Text extract:

** begin **

Thread: zombie connections

zombie connections

From
Robert Haas
Date:
Hi,

Suppose that the server is executing a lengthy query, and the client
breaks the connection. The operating system will be aware that the
connection is no more, but PostgreSQL doesn't notice, because it's not
try to read from or write to the socket. It's not paying attention to
the socket at all. In theory, the query could be one that runs for a
million years and continue to chew up CPU and I/O, or at the very
least a connection slot, essentially forever. That's sad.

I don't have a terribly specific idea about how to improve this, but
is there some way that we could, at least periodically, check the
socket to see whether it's dead? Noticing the demise of the client
after a configurable interval (maybe 60s by default?) would be
infinitely better than never.

-- 
Robert Haas
EnterpriseDB: http://www.enterprisedb.com
The Enterprise PostgreSQL Company



Re: zombie connections

From
Pavel Stehule
Date:


pá 3. 4. 2020 v 14:30 odesílatel Robert Haas <robertmhaas@gmail.com> napsal:
Hi,

Suppose that the server is executing a lengthy query, and the client
breaks the connection. The operating system will be aware that the
connection is no more, but PostgreSQL doesn't notice, because it's not
try to read from or write to the socket. It's not paying attention to
the socket at all. In theory, the query could be one that runs for a
million years and continue to chew up CPU and I/O, or at the very
least a connection slot, essentially forever. That's sad.

I don't have a terribly specific idea about how to improve this, but
is there some way that we could, at least periodically, check the
socket to see whether it's dead? Noticing the demise of the client
after a configurable interval (maybe 60s by default?) would be
infinitely better than never.

+ 1

Pavel


--
Robert Haas
EnterpriseDB: http://www.enterprisedb.com
The Enterprise PostgreSQL Company


Re: zombie connections

From
Julien Rouhaud
Date:
On Fri, Apr 03, 2020 at 02:40:30PM +0200, Pavel Stehule wrote:
> pá 3. 4. 2020 v 14:30 odesílatel Robert Haas <robertmhaas@gmail.com> napsal:
> >
> > Suppose that the server is executing a lengthy query, and the client
> > breaks the connection. The operating system will be aware that the
> > connection is no more, but PostgreSQL doesn't notice, because it's not
> > try to read from or write to the socket. It's not paying attention to
> > the socket at all. In theory, the query could be one that runs for a
> > million years and continue to chew up CPU and I/O, or at the very
> > least a connection slot, essentially forever. That's sad.
> >
> > I don't have a terribly specific idea about how to improve this, but
> > is there some way that we could, at least periodically, check the
> > socket to see whether it's dead? Noticing the demise of the client
> > after a configurable interval (maybe 60s by default?) would be
> > infinitely better than never.
> >
> 
> + 1


+1 too, I already saw such behavior.

** end **

Requests:
A. In the zombie connections thread, what default interval does Robert Haas float for noticing that a client has gone away?
B. Carry on the zombie connections thread from its final line by writing the next reply.

Extracted material:
** begin **

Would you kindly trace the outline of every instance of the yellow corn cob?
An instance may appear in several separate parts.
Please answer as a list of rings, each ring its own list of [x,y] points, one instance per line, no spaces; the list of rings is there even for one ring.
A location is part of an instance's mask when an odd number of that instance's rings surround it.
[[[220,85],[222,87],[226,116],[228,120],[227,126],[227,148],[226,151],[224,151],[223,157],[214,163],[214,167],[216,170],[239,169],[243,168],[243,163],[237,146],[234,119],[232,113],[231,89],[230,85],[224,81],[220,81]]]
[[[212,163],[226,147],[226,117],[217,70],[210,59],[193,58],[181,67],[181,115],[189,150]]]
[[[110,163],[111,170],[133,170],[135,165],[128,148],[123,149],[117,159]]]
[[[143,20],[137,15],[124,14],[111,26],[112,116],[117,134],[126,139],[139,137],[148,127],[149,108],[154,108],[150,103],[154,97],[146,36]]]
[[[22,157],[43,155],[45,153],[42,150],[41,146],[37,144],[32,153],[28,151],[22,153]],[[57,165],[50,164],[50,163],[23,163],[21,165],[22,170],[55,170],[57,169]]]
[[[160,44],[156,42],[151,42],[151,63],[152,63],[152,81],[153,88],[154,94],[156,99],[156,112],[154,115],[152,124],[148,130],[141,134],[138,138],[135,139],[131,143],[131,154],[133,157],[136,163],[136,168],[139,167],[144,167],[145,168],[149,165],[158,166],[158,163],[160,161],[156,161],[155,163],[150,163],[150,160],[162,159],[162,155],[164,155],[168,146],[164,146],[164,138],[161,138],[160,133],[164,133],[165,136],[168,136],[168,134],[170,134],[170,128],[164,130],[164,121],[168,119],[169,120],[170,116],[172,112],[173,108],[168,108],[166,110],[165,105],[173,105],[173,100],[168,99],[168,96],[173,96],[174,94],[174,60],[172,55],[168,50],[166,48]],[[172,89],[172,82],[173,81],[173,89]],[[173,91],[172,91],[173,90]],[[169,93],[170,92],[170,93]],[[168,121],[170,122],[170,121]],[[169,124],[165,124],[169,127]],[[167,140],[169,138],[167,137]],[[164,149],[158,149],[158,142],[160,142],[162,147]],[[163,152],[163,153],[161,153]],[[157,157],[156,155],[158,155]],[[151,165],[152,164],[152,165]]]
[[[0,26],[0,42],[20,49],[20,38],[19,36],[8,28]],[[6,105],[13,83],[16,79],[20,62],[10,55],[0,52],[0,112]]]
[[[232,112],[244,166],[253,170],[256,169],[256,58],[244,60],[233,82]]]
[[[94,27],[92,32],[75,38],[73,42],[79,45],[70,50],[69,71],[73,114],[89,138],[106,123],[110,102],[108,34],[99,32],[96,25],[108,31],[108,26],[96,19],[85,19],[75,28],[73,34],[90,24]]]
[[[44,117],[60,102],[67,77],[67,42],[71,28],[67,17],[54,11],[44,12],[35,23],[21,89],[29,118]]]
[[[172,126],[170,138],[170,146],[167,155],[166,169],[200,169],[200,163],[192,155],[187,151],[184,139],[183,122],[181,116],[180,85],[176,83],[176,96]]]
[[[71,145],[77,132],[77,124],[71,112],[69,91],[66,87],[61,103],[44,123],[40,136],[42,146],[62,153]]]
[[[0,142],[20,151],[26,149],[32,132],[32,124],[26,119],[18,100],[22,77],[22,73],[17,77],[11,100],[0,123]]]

** end **

Answer list:
A. 60 seconds (he suggests "maybe 60s by default").

B.
Maybe the postmaster could send some new PROCSIG SIGUSR1 signal to backends at
a configurable interval and let ProcessInterrupts handle it?



Re: zombie connections

From
Konstantin Knizhnik
Date:

On 03.04.2020 15:29, Robert Haas wrote:
> Hi,
>
> Suppose that the server is executing a lengthy query, and the client
> breaks the connection. The operating system will be aware that the
> connection is no more, but PostgreSQL doesn't notice, because it's not
> try to read from or write to the socket. It's not paying attention to
> the socket at all. In theory, the query could be one that runs for a
> million years and continue to chew up CPU and I/O, or at the very
> least a connection slot, essentially forever. That's sad.
>
> I don't have a terribly specific idea about how to improve this, but
> is there some way that we could, at least periodically, check the
> socket to see whether it's dead? Noticing the demise of the client
> after a configurable interval (maybe 60s by default?) would be
> infinitely better than never.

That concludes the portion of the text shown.